Passage provided —
────────────────────

Adjunct Professor, Faculty of Law, Federal University of Juiz de Fora, Brazil
Ph.D. candidate, Graduate Program in Public Health Nursing at Ribeirão Preto College of Nursing, University of São Paulo – USP, Brazil
Master in Law and Public Prosecutor of the Ministry of Paraná – Brazil, in memorian
Professor, Rehabilitation Science Faculty of Dortmund University - Germany
Purpose: This study aimed to conduct a comparative analysis of the effectiveness of the fundamental social right to health in regard to the acquisition of materials for intermittent catheterization (IC) in subjects with spina bifida (SB) in Brazil and Germany.
Design/Methods: This quantitative, descriptive, correlational, multicenter, interdisciplinary study comprised two stages: the first in Brazil (2008/2009) and the second in Germany (2010–2012). The sample comprised 200 individuals (100 in each country) with SB and an experience in performing IC.
Findings: In Germany, the most common type of catheter used contains hydrophilic coating, and all participants reported acquiring IC materials via health insurance and using a new catheter at every procedure. In Brazil, the most common type of catheter used is made of uncoated plastic, with 31% of participants reporting having acquired IC materials from the health system and 27% reporting financial difficulty in acquiring these.
Conclusions: The treatment of SB related neurogenic bladder should come under the umbrella of the “existential minimum” a concrete means of ensuring human dignity. Thus, the materials necessary to complete IC should be provided by the state, even if necessary under a court order. Clinical Relevance: In Germany, all individuals can easily access their required IC materials, however, in Brazil, many patients have difficulty in acquiring materials, being forced to either reuse catheters or suspend the procedure, which can lead to health complications and reduced social participation.
Spinal Dysraphism, Catheterization, Intermittent Catheterization, Public Health, Catheter.
The Constitution of the Brazilian Republic promulgated in 1988 state the right to health as a duty of the state and fundamental social right of all citizens, ratified in the Brazilian legal order rights stipulated by the Universal Declaration of Human Rights as adopted by the United Nations (UN) in 1948.[1,2]
Specifically, article 198 specifies the Unified Health System (SUS). For implementation of this right established by the constitution, the operation of SUS was defined in 1990 within the Health Organic Act 8080, which regulates the provision of health, as a right to be provided by the state to each and every Brazilian citizen and is based on legal principles including universal access to health services at all levels of care, equity, comprehensive care, and community participation.

────────────────────

Exercise tasks —
1) Answer these questions from the passage on spina bifida and catheterization:
(a) How many individuals made up the study sample?
(b) What percentage of participants in Brazil reported financial difficulty in acquiring IC materials?
(c) In what year was the operation of SUS defined within the Health Organic Act 8080?
2) Please transcribe the stretch of the passage on spina bifida and catheterization from "Conclusions: The treatment" through "reduced social participation.".

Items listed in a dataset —
────────────────────

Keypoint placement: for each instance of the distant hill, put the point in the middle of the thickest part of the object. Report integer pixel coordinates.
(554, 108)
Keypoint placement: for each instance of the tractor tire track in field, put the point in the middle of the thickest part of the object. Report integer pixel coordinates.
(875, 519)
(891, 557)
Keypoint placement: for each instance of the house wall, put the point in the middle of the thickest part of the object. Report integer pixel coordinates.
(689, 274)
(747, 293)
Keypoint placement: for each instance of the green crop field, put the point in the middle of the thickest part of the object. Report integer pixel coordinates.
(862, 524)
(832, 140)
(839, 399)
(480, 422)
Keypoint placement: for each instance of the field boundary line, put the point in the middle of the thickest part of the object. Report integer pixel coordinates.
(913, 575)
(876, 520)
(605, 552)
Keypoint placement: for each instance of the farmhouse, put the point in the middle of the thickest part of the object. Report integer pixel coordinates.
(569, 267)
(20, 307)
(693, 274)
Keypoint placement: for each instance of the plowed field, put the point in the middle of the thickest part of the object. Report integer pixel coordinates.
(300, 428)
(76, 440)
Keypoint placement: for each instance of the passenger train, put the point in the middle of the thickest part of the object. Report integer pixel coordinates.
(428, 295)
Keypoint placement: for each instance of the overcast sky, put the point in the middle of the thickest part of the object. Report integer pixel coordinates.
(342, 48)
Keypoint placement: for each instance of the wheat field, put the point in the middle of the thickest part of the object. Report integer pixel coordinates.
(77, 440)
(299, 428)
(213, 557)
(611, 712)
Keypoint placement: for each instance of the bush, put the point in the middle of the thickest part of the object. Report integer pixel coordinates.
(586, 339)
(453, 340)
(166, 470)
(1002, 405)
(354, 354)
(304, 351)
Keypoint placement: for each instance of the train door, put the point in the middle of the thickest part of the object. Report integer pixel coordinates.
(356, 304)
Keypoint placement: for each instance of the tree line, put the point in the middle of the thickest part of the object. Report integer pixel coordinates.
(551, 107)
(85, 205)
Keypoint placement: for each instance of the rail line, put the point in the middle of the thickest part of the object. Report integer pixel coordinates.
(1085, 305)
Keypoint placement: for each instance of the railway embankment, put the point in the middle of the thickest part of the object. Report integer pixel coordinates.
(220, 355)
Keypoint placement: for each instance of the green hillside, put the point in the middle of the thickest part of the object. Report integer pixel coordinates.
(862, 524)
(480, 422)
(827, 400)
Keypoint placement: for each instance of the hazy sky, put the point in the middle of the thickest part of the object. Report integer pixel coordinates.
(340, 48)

────────────────────

Solutions for each task —
1)
(a) 200 individuals, 100 in each country
(b) 27%
(c) 1990

2)
Conclusions: The treatment of SB related neurogenic bladder should come under the umbrella of the “existential minimum” a concrete means of ensuring human dignity. Thus, the materials necessary to complete IC should be provided by the state, even if necessary under a court order. Clinical Relevance: In Germany, all individuals can easily access their required IC materials, however, in Brazil, many patients have difficulty in acquiring materials, being forced to either reuse catheters or suspend the procedure, which can lead to health complications and reduced social participation.